The COR™ is essentially the same process as the sBOS™, except that the COR™ does gasification and oxidation in the same reactor. This requires continuous feed as opposed to batch operation and dictates that the feed material must be relatively consistent in chemistry and physical composition. There are MSW and industrial waste streams that have such properties, particularly if some pretreatment such as sorting, densification or dewatering is done. De-ashing is also carried out on a continuous basis as the tower does not cool down.
W2e’s Technology Advantage
W2e’s gasification process is differentiated by the following features:
- Most gasifiers require feedstock that has been through a process of pretreatment - either drying, sorting, shredding or sizing. W2e’s BOS™ technologies require no such pretreatment as all waste goes straight into the primary chamber.
- The COR system on the other hand, functions better with uniform feedstocks, such as biomass. However, the product will also effectively process municipal solid waste provided that all non combustible products (such as glass, masonry and metals etc) are removed by pre-sorting.
- In W2e’s systems, the syngas is oxidized at very high temperatures in a secondary combustion chamber to ensure complete destruction of all remaining hydrocarbon compounds. The result is a stream of very hot (> 1000Deg C) waste flue gas. The thermal power of this waste stream can be captured in a waste heat recovery boiler and be used in a simple steam cycle or Organic Rankine Cycle (ORC), utilizing a refrigerant gas to drive a turbine coupled to an electric generator.
- Typically, the waste flue gas is treated as an integral part of the BOS™ process train. W2e’s treatment utilizes commercially available systems that add sodium bicarbonate for acid neutralization; activated carbon to remove trace dioxins, furans, and heavy metals; and a filter bag house to collect scrubber consumables and any residual fly ash.
- A Continuous Emission Monitoring (CEM) system monitors and logs air emissions. The cBOS plants will meet and exceed the stringent EU regulations covering emissions (EU regulations are currently more onerous than US EPA standards).
The Global Waste Management Market
Waste presents a large challenge to our civilization. Governments now see the need for discarded materials to be efficiently collected, treated, recycled or disposed. W2e’s believes advanced thermal processes permit various types of waste to be safely and efficiently handled. This provides significant benefits for the waste producer, the local community and the environment. The chart below (source: Covanta) identifies certain global waste management markets by primary management approach.
The chart demonstrates the overall magnitude of the waste market. Clearly certain regions with high landfill and low waste-to-energy management approaches represent primary markets for W2e™. Globally, landfills account for 1.2 billion tons annually, recycling for 0.5 billion tons, and conversion of waste into energy only 0.2 billion tons. Landfill space is increasingly at a premium and, in Europe, is being phased out. The island economies (the Caribbean etc.), being based on garbage-averse tourism with expensive electricity, will be natural markets for W2e, as evidenced by the recent St Maarten announcement. The global economic drivers of higher waste disposal costs, higher electricity costs, higher congestion costs and higher energy costs will make waste-to-energy a more competitive solution.
Waste is a local feedstock that does not gain value when transported distances. This means that plant size has to be both scalable down and up and modular to satisfy feedstock supply considerations and allow for future expansion.
Frost & Sullivan Report - Europe is the largest waste to energy plants market in the world with a very well developed infrastructure and over 429 installed plants in 2008. New analysis from Frost & Sullivan, European Waste to Energy Plants Market, finds that the market earned revenues of euro 3.10 billion in 2008.

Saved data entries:
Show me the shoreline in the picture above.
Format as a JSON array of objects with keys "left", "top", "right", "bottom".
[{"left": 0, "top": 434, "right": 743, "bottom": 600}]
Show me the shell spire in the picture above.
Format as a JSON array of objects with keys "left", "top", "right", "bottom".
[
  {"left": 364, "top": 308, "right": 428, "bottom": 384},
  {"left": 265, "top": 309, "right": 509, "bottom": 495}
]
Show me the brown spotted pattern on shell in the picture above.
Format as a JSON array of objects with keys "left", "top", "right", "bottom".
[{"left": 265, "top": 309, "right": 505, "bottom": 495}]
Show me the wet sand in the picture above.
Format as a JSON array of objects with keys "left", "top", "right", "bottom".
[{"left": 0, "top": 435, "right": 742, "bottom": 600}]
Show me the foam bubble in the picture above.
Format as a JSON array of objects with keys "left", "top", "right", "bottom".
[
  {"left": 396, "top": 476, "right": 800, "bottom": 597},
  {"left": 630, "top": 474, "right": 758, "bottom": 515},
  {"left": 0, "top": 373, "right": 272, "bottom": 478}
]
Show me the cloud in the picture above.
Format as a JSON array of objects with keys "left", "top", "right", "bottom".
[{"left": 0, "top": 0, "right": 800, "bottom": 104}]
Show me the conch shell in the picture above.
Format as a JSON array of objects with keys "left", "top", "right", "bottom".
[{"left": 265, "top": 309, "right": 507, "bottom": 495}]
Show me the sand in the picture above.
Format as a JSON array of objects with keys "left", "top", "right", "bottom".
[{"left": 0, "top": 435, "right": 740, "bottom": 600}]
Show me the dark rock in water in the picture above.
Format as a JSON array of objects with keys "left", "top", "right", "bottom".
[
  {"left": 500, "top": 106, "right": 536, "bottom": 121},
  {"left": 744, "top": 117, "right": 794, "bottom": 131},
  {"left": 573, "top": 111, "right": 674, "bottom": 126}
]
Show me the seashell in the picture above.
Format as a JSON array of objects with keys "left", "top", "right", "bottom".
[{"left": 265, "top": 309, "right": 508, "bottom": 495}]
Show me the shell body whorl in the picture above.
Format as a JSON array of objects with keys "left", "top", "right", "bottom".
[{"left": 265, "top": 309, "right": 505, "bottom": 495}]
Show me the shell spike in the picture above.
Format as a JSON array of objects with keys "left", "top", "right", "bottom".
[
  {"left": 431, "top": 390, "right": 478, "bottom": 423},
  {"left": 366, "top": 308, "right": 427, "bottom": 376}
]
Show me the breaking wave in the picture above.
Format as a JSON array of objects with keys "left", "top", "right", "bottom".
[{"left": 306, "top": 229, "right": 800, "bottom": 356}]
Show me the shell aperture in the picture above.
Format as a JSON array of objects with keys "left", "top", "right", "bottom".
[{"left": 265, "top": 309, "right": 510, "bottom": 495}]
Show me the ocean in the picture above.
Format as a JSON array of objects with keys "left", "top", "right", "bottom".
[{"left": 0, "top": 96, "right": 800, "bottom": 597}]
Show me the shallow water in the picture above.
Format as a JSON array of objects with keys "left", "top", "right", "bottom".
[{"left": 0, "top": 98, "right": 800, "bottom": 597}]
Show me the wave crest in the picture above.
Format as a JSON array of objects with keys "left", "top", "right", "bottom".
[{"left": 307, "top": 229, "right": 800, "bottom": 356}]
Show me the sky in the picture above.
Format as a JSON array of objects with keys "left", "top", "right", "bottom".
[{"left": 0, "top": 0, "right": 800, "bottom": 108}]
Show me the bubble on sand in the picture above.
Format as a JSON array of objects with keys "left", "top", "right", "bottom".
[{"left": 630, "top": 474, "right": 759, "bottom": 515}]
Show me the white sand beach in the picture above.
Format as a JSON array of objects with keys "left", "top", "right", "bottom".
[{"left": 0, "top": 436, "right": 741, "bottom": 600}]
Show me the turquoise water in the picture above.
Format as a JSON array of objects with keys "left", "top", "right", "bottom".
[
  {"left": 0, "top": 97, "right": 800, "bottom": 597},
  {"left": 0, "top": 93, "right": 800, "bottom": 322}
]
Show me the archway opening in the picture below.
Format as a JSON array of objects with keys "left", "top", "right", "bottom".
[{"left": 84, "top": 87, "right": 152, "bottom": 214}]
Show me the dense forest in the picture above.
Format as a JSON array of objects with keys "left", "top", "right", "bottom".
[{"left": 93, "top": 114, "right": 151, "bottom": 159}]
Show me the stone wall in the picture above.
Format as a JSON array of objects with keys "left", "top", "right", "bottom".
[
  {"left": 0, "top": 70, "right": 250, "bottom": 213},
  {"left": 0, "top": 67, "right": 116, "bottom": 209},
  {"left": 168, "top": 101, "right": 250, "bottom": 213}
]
* * *
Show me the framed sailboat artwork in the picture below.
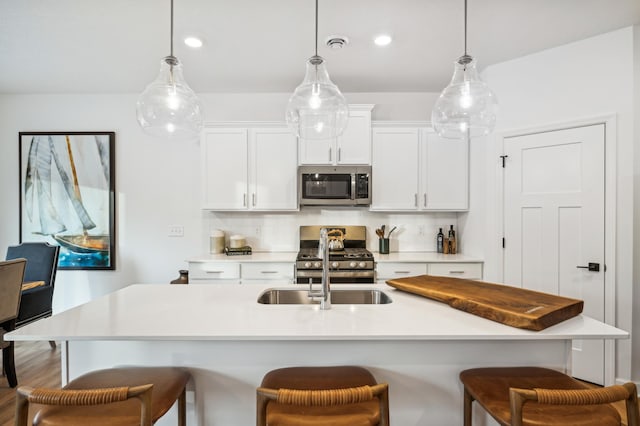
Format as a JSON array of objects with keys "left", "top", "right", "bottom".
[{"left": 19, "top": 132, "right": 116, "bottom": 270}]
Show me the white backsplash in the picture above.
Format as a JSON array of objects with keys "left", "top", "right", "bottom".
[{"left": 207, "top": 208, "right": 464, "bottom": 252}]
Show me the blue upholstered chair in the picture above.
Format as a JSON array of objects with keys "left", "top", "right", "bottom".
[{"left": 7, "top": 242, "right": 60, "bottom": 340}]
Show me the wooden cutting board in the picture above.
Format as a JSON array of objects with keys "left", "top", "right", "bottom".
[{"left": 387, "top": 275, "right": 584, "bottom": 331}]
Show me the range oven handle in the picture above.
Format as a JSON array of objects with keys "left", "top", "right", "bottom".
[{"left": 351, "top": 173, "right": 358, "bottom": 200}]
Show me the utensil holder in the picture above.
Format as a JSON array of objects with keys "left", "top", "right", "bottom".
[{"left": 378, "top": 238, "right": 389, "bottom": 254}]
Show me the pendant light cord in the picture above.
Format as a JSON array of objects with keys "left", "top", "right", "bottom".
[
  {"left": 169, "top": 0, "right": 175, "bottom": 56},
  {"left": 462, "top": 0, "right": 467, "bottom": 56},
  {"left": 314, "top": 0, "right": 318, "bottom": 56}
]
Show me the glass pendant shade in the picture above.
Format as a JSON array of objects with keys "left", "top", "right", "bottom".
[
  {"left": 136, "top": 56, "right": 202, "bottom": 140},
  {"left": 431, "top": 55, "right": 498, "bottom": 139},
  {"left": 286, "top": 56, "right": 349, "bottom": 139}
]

§ INSTRUCTIONS TO FOLLOW
In the waste-to-energy passage, what does W2e's flue gas treatment add to neutralize acid?

§ REPLY
Sodium bicarbonate.